* _TASK GOAL_
Reproduce the passage on blood clot advocates word for word, everything from "Heide is passionate" down to "years to come.".

(READING TEXT begins)

Submitted by: Leslie Lake

 

Heide Bajnrauh: Advocate

A blood clot survivor and senior policy advisor at a Washington, DC lobbying firm, Heide has been instrumental in shepherding the National Blood Clot Alliance’s recent federal advocacy work.

As a pro bono client of her firm,  NBCA has benefitted greatly from Heide’s expertise. She guided the organization through the federal appropriations process and arranged meetings with more than 70 congressional offices to discuss the need for blood clot awareness and education.

In addition, Heide has generously volunteered her time to educate blood clot survivors on how to launch their own advocacy efforts, and she shared her personal story through NBCA’s educational events. 

Heide is passionate about advocating for blood clot awareness and education, and NBCA is lucky to have such a powerful partner. Heide is a VTE Shero whose advocacy work will continue to have a positive impact on lives for years to come.

Heather Dupaix: Blood Clot Patient, Advocate

As a woman who survived a PE after her doctor ignored her and told her it was “just heartburn,” my wife Heather Dupaix knew all the signs and symptoms because she lived them. However, when her 18-year-old sister fell ill, Heather begged her family to get immediate help. They took her to a doctor’s office instead, where she was checked for everything from COVID to hepatitis, but never thought to check her for a clot.

And so, three days later, Faith Pitts died, with my wife holding her hand.

(READING TEXT ends)
(DATASET ENTRIES begins)

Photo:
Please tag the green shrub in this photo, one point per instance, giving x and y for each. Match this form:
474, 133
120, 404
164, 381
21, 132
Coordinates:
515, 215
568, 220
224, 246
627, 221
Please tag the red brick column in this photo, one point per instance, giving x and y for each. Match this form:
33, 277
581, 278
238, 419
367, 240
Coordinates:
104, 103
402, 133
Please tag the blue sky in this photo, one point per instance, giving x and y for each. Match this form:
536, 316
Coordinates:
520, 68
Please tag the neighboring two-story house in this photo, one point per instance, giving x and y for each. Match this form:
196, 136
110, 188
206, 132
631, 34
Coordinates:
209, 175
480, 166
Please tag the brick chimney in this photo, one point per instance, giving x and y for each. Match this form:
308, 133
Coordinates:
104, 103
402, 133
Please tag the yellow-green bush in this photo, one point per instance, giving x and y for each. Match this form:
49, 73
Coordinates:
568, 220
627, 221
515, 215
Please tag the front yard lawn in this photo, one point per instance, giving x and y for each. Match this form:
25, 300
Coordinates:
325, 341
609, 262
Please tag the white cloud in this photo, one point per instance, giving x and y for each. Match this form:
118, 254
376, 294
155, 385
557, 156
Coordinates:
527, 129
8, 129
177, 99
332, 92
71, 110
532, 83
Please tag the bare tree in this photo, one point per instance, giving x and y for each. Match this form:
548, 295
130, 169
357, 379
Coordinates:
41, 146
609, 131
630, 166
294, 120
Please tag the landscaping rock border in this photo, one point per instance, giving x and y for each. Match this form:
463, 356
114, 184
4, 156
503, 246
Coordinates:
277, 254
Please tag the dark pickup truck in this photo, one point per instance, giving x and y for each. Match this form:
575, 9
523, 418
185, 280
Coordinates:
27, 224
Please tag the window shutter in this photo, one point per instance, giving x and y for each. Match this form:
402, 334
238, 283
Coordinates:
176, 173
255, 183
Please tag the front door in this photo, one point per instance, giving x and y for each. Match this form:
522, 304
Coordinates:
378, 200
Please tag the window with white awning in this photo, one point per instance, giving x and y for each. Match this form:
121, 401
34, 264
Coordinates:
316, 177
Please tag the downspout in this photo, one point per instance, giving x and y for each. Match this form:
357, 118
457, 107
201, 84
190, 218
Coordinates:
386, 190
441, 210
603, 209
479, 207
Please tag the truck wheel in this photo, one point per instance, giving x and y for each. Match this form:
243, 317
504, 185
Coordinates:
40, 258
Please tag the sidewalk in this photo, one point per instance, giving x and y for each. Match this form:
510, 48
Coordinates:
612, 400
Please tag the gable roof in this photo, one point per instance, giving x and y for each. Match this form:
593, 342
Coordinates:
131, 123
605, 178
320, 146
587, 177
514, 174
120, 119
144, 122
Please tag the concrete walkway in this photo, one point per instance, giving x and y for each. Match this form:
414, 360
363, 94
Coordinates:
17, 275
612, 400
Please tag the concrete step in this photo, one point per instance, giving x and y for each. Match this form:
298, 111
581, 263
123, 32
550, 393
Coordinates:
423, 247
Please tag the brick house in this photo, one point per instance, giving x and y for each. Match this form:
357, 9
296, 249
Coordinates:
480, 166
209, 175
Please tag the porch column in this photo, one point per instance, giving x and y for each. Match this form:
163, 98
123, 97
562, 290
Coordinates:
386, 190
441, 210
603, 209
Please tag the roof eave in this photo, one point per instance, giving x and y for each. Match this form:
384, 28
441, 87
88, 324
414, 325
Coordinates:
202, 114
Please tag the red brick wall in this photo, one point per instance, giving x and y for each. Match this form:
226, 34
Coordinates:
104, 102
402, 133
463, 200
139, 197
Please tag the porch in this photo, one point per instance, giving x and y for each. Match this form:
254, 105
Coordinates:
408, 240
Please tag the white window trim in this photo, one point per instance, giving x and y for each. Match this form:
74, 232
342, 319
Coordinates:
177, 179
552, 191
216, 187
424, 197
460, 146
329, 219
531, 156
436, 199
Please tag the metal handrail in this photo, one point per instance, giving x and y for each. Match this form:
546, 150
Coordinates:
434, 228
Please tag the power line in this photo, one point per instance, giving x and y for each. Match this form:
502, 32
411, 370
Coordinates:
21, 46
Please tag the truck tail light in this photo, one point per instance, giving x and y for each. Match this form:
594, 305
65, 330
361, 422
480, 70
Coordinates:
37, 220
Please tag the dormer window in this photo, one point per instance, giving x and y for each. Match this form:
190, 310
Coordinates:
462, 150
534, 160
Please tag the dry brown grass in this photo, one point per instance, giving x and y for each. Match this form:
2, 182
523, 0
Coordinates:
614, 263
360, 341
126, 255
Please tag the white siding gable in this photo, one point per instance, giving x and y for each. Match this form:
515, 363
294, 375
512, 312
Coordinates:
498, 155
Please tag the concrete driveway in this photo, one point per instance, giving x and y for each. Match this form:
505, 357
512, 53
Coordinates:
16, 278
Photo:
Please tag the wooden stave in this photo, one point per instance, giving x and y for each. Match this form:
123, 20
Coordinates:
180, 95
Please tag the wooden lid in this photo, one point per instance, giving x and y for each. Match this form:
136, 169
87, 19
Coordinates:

(DATASET ENTRIES ends)

* _EXERCISE RESPONSE_
Heide is passionate about advocating for blood clot awareness and education, and NBCA is lucky to have such a powerful partner. Heide is a VTE Shero whose advocacy work will continue to have a positive impact on lives for years to come.